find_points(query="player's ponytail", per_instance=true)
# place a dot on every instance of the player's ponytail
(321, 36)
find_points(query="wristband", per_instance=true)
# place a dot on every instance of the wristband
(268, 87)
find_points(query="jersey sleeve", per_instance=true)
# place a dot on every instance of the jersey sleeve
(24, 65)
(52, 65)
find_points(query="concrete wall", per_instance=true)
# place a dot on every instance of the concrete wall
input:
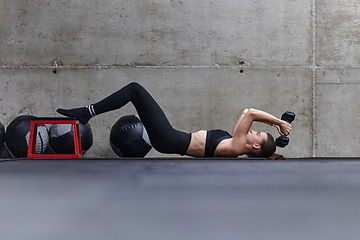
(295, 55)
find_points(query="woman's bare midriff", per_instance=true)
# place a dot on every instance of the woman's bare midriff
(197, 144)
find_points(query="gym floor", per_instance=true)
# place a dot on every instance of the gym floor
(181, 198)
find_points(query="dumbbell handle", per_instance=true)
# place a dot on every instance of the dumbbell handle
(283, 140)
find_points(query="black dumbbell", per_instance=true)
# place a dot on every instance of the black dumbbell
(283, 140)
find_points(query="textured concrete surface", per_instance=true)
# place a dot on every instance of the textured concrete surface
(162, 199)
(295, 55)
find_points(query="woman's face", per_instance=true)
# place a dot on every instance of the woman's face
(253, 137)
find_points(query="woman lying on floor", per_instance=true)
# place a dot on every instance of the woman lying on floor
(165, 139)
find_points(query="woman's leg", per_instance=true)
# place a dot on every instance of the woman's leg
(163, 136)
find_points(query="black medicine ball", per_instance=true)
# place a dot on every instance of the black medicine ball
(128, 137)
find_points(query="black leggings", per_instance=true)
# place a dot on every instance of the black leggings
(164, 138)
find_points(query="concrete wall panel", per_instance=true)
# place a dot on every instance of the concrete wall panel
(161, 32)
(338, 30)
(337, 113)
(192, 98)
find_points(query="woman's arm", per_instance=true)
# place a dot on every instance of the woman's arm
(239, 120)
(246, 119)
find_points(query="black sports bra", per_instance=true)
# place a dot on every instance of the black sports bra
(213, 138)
--- --- ---
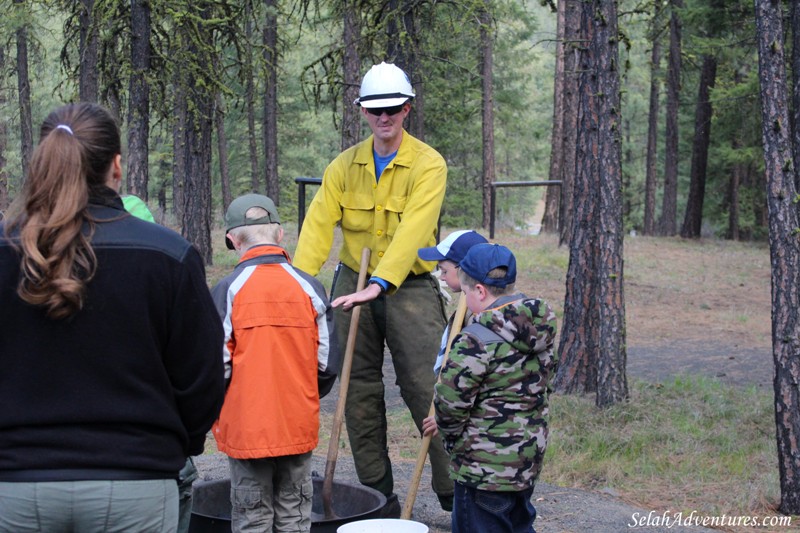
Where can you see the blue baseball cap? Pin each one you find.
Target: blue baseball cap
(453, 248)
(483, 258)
--- --- ---
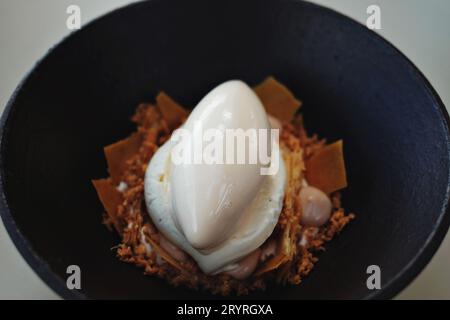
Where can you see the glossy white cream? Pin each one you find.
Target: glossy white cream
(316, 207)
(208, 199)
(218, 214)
--- --- ---
__WHAT YOU ARE ASKED TO DO__.
Where a line of the data above includes "each", copy that line.

__RESPONSE TO THIS TASK__.
Where can you see the blue baseball cap? Pin each one you find.
Where can you see the glossy white cream? Pin each one you find.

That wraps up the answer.